## [What is expected]
Say how many lines below contain the word "stripe". The number is the entire reply.
Data supplied below:
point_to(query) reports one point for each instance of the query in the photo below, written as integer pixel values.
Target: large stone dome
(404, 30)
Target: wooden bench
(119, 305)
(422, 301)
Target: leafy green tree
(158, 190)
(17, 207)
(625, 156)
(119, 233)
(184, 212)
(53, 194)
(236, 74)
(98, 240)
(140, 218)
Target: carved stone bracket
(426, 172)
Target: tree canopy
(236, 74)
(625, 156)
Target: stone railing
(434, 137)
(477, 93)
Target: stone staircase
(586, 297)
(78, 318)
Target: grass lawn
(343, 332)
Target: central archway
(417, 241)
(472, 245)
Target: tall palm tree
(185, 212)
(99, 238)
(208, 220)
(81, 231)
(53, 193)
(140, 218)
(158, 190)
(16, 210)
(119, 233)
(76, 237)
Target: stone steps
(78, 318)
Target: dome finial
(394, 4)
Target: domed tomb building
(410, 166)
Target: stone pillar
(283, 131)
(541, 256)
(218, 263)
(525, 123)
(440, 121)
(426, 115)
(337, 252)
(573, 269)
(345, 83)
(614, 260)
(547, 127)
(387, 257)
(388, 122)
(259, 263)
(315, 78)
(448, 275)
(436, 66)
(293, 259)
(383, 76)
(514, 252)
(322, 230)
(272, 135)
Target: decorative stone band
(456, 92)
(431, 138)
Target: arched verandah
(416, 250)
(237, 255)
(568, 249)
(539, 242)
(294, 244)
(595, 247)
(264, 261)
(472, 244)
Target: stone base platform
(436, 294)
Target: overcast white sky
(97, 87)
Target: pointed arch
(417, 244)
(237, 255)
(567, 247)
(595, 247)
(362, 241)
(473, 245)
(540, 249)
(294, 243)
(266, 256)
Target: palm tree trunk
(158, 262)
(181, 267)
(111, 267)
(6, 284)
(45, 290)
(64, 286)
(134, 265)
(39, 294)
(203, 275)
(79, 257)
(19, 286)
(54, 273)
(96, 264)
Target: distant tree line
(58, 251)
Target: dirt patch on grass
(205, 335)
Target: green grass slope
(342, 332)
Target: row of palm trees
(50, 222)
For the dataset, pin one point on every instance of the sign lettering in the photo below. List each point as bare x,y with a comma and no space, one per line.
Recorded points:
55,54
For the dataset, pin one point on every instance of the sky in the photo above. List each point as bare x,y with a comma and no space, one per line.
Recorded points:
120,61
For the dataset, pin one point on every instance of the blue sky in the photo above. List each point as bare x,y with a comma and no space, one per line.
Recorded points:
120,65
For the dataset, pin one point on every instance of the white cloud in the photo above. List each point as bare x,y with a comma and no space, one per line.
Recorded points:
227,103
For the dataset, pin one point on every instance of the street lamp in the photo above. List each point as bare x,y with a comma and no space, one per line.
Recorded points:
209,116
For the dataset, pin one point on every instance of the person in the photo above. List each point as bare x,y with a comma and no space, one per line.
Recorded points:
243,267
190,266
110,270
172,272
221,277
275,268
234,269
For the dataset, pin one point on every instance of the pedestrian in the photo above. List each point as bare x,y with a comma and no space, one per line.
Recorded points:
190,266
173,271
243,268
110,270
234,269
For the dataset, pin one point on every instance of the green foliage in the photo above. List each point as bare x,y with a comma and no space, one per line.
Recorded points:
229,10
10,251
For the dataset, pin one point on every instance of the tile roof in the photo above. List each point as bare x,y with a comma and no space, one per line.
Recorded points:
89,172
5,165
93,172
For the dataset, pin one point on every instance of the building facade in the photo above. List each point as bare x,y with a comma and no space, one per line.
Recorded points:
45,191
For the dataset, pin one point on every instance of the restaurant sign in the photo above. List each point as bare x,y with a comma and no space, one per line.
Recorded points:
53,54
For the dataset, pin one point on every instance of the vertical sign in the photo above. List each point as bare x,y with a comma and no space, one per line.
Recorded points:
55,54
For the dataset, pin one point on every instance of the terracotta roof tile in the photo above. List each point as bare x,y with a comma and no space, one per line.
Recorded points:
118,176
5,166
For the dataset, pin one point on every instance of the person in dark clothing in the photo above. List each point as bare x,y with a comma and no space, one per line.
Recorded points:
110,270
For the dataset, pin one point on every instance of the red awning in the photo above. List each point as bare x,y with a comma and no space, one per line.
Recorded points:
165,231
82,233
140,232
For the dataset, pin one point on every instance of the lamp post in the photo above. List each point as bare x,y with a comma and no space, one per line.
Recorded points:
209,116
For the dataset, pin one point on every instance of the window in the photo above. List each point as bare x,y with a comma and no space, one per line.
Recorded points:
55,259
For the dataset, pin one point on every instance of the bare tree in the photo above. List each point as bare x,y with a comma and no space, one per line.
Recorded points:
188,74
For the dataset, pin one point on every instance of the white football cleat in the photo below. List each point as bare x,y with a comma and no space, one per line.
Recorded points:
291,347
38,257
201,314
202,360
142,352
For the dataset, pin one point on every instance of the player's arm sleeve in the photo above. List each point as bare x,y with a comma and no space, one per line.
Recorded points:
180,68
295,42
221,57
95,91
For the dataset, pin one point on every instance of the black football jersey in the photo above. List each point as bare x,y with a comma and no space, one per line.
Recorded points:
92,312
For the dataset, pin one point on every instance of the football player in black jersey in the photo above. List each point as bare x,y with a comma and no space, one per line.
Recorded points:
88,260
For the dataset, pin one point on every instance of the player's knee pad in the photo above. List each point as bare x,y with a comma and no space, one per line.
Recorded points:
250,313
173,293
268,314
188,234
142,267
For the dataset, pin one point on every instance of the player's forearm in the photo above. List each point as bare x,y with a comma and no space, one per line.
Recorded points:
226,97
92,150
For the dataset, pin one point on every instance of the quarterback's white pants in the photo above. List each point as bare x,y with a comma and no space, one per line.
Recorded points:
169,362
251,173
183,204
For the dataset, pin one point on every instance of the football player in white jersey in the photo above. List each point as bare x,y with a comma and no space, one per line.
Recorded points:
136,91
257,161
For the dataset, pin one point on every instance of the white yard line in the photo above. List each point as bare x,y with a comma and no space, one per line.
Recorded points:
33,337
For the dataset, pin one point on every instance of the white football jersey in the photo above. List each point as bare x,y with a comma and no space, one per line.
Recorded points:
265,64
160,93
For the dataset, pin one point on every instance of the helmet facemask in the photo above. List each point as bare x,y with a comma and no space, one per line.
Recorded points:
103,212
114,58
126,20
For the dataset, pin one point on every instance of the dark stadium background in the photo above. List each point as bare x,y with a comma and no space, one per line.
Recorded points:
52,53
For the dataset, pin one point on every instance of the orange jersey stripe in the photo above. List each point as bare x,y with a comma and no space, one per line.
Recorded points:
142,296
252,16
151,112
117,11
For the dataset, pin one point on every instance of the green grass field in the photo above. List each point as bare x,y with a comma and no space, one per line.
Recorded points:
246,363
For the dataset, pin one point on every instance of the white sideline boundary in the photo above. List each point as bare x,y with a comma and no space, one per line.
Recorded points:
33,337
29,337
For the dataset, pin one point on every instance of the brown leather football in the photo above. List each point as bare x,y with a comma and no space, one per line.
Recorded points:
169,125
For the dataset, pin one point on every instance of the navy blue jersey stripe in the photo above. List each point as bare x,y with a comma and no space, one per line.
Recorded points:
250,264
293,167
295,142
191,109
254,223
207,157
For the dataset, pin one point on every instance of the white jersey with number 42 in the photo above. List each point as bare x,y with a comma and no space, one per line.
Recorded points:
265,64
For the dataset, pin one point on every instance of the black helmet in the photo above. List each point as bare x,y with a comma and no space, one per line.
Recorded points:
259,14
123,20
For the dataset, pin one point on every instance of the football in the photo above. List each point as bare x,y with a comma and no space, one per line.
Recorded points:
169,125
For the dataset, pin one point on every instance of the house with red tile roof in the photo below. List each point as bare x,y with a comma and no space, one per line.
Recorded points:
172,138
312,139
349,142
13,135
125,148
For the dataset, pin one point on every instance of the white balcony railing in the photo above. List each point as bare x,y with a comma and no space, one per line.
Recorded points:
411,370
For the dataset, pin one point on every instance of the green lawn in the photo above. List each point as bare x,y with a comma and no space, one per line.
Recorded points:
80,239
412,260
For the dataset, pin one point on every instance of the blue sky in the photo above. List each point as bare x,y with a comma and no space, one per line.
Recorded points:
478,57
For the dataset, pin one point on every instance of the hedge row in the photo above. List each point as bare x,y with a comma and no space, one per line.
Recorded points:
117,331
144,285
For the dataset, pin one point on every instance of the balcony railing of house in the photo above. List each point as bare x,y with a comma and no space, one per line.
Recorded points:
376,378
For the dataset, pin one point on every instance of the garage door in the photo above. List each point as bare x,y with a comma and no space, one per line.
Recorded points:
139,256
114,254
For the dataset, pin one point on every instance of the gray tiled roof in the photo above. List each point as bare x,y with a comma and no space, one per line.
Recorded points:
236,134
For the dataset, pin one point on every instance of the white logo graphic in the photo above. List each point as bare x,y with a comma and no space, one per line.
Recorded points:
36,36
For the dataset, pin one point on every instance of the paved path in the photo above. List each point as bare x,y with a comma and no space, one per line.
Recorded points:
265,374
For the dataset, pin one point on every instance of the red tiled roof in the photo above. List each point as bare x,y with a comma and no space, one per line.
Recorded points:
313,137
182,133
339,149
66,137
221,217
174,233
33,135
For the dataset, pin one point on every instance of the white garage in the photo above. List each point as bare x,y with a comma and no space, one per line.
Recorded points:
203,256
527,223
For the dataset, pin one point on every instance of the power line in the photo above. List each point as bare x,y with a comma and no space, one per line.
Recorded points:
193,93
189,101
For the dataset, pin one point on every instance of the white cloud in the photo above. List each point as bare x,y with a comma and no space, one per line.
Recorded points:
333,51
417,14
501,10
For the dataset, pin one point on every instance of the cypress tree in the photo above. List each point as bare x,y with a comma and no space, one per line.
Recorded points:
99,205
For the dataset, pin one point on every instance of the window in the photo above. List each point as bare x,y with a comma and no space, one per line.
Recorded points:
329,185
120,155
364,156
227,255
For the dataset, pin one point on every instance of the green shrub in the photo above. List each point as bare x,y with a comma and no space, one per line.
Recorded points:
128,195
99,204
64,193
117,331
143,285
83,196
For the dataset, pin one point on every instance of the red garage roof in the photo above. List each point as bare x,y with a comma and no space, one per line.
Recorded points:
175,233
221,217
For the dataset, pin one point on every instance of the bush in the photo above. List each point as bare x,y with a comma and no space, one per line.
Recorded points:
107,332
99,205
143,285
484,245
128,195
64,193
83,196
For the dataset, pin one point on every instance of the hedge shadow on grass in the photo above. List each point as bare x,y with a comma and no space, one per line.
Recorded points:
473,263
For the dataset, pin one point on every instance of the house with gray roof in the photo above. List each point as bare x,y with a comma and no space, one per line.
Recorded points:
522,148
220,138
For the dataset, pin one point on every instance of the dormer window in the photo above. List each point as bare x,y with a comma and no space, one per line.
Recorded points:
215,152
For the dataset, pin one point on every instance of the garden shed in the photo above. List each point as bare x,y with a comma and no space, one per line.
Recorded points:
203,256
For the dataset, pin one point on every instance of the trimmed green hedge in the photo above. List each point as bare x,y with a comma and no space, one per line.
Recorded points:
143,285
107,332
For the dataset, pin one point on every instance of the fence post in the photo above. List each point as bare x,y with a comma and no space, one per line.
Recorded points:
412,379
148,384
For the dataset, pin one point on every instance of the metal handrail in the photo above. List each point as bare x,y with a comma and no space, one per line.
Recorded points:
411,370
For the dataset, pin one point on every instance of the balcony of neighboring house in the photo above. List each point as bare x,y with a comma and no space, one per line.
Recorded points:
End of Data supplied.
## [Answer box]
2